##### EXCERPTED TEXT #####

From Cadfil the 'Tube Stress Analysis' menu option should be selected from The 'Utilities' menu. The user interface is very simple and consists of a single window dialog box as show below. There are four groups of dialog controls, Material properties, Loads, Geometry and the Action buttons which are described below.
The left column has the 11 material properties, first there are four material stiffness parameters (engineering constants), these are properties for the Unidirectional (a single fibre direction) composite.
Ex is the modulus in the direction of the fibre. This properties is largely governed by the fibre properties.
Ey is the transverse modulus, that is the stiffness in the direction at 90 degrees to the fibre direction. This property is largely governed by the resin as that is what holds the fibres together.
vx the Poisson's Ratio in the fibre direction
G is the shear Modulus
The modulus properties are measured in Pascal Pa (N/m2), the Poisson's ratio is dimensionless.
Fibre Volume fraction is the percentage (by volume) of the composite that is fibre. This is not currently used in any analyses but
it is useful to keep this value in mind as if your actual volume fraction is significantly different then the other material properties
are likely to be not representative data for your material.
Density Ro is the density of the composite measured on kg/m3, this is used to calculate the mass off the pipe and is also important for the natural frequency calculation (for example if the tube is a drive shaft and might whirl).

#####

REQUIRED WORK: Copy word for word the part of the tube stress analysis text that begins with the words containing "From Cadfil the" and ends with "the fibres together.".

##### EXTRACTED INFORMATION #####

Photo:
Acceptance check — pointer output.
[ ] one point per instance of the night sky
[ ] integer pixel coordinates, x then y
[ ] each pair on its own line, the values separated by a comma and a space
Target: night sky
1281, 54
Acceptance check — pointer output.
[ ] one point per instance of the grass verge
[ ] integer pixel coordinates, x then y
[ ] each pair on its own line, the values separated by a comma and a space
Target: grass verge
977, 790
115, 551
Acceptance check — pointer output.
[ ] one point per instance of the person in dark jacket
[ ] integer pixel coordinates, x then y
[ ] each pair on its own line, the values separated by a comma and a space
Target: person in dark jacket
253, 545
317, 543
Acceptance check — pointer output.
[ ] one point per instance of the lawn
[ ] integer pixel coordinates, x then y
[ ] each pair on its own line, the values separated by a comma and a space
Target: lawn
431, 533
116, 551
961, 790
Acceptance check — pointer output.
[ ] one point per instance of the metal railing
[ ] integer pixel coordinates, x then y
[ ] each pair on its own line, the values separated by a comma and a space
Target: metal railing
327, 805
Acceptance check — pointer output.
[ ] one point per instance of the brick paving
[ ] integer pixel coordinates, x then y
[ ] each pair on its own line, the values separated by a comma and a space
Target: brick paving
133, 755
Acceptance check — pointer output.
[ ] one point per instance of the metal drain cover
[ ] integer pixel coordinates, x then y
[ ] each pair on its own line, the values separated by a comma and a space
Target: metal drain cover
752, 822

#####
##### EXTRACTED INFORMATION #####

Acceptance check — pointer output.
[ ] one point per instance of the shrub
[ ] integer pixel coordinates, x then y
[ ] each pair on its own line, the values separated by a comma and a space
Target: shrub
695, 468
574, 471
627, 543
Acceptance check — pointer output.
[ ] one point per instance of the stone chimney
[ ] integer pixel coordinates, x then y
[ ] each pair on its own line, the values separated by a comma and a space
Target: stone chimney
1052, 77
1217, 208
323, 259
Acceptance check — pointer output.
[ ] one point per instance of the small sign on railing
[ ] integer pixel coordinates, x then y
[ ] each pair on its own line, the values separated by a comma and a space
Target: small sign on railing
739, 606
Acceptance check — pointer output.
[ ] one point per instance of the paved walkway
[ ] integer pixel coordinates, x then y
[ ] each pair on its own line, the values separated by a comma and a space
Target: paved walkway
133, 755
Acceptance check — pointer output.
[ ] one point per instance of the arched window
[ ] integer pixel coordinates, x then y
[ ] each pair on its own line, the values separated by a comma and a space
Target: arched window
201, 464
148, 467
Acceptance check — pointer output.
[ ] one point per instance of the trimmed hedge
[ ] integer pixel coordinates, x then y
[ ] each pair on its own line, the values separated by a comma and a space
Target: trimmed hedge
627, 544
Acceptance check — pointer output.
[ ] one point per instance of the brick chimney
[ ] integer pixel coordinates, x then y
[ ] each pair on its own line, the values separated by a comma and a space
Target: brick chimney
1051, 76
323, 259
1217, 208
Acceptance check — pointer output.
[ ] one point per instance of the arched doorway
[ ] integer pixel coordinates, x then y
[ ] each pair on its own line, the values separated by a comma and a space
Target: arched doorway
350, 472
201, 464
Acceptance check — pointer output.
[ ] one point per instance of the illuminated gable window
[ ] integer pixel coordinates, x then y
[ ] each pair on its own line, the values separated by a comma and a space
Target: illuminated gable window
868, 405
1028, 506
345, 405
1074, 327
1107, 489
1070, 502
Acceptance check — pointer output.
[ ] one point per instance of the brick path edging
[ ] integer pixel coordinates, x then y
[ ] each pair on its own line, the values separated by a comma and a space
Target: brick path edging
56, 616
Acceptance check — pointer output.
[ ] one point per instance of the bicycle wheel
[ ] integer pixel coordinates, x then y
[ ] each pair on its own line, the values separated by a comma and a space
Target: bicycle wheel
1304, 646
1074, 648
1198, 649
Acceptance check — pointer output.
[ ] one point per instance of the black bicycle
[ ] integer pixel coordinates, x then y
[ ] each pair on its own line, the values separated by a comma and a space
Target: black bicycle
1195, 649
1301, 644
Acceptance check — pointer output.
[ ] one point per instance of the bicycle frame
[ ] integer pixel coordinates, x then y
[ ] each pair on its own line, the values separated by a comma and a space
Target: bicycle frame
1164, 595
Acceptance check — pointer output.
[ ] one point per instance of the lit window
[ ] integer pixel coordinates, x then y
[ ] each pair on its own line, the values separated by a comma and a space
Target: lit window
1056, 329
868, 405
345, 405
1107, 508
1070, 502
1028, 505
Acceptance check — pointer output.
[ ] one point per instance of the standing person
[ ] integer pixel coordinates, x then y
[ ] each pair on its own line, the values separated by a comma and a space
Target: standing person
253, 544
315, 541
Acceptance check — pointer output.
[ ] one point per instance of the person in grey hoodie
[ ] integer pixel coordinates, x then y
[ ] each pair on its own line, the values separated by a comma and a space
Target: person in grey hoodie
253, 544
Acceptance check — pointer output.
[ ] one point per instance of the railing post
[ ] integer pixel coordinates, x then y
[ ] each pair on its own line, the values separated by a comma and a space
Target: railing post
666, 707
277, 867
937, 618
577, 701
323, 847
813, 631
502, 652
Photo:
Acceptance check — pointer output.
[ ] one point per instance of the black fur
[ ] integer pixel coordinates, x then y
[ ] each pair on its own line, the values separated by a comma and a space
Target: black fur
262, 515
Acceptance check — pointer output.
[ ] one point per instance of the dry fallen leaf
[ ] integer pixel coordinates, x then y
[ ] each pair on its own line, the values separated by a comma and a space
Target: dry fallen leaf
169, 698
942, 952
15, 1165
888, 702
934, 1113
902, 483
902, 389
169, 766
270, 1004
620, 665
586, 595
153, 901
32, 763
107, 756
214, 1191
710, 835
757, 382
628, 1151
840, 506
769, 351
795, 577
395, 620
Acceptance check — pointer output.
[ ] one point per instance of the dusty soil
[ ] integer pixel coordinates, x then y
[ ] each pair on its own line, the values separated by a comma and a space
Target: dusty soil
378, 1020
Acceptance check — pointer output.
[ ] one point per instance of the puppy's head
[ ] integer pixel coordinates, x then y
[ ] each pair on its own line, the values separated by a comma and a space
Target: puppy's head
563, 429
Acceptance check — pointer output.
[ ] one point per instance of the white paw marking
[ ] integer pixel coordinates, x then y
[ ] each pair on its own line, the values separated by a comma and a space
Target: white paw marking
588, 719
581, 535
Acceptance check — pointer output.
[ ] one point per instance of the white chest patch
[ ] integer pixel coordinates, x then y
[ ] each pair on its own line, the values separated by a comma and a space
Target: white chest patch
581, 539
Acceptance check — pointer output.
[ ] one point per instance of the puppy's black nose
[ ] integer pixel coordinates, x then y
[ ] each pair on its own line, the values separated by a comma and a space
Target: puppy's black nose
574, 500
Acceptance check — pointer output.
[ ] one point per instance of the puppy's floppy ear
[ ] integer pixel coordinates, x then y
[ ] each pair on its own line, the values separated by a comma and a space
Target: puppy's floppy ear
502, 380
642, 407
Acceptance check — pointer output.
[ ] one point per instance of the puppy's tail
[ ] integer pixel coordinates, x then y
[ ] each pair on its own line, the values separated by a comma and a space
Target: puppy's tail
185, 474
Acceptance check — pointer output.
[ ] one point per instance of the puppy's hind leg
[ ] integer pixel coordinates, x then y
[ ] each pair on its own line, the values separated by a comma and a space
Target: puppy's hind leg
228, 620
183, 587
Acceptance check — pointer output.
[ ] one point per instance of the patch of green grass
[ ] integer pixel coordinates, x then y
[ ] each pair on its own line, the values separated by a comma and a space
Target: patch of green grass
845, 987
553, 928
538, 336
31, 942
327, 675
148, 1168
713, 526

#####

SOLVED PROBLEM:
From Cadfil the 'Tube Stress Analysis' menu option should be selected from The 'Utilities' menu. The user interface is very simple and consists of a single window dialog box as show below. There are four groups of dialog controls, Material properties, Loads, Geometry and the Action buttons which are described below.
The left column has the 11 material properties, first there are four material stiffness parameters (engineering constants), these are properties for the Unidirectional (a single fibre direction) composite.
Ex is the modulus in the direction of the fibre. This properties is largely governed by the fibre properties.
Ey is the transverse modulus, that is the stiffness in the direction at 90 degrees to the fibre direction. This property is largely governed by the resin as that is what holds the fibres together.